## [Objective 1]
Rewrite the passage of the Exercise 4.2 solutions from "(ii) only two" to "has infinitely many solutions.", substituting "first-degree equation" for "linear equation".
## [Objective 2]
Which four solutions of 2x + y = 7 do the Exercise 4.2 solutions give?
## [Objective 3]
Translate this sentence from the Exercise 4.2 solutions into Spanish: "We know that a linear equation in two variables has infinitely many solutions."

## [Given passage]
○ ○ ○ ○ ○ ○ ○

Haryana State Board HBSE 9th Class Maths Solutions Chapter 4 Linear Equations in Two Variables Ex 4.2 Textbook Exercise Questions and Answers.

## Haryana Board 9th Class Maths Solutions Chapter 4 Linear Equations in Two Variables Exercise 4.2

Question 1.

Which one of the following options is true, and why?

y = 3x + 5 has :

(i) a unique solution

(ii) only two solutions

(iii) infinitely many solutions.

Solution:

(iii) is true, because y = 3x + 5 is a linear equation in two variables. We know that a linear equation in two variables has infinitely many solutions.

Question 2.

Write four solutions for each of the following equations:

(i) 2x + y = 7

(ii) πx + y = 9

(iii) x = 4y.

Solution:

(i) We have,

2x + y = 7 …(i)

Substituting x = 0 in the equation (i), we get

2 × 0 + y = 7

⇒ 0 + y = 7

⇒ y = 7

∴ (0, 7) is a solution of the given equation.

Substituting x = 1 in the equation (i), we get

2 × 1 + y = 7

⇒ 2 + y = 7

⇒ y = 7 – 2 = 5

∴ (1, 5) is a solution of the given equation.

Substituting x = 2 in equation (i), we get

2 × 2 + y = 7

⇒ 4 + y = 7

⇒ y = 7 -4 = 3

∴ (2, 3) is a solution of the given equation.

Substituting x = 3 in the equation (i), we get

2 × 3 + y = 7

⇒ 6 + y = 7

⇒ y = 7 – 6 = 1

∴ (3, 1) is a solution of the given equation.

Hence, four solutions of the given equation are (0, 7), (1, 5), (2, 3) and (3, 1).

(ii) We have πx + y = 9 ……..(i)

○ ○ ○ ○ ○ ○ ○

## [Records supplied]
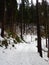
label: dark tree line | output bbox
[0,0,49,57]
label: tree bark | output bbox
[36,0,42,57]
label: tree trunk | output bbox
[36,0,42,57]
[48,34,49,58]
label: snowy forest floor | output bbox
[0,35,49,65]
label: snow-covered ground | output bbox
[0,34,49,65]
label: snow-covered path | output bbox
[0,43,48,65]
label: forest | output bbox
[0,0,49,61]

○ ○ ○ ○ ○ ○ ○

## [Written response 1]
(ii) only two solutions

(iii) infinitely many solutions.

Solution:

(iii) is true, because y = 3x + 5 is a first-degree equation in two variables. We know that a first-degree equation in two variables has infinitely many solutions.

## [Written response 2]
(0, 7), (1, 5), (2, 3) and (3, 1).

## [Written response 3]
Sabemos que una ecuación lineal con dos variables tiene infinitas soluciones.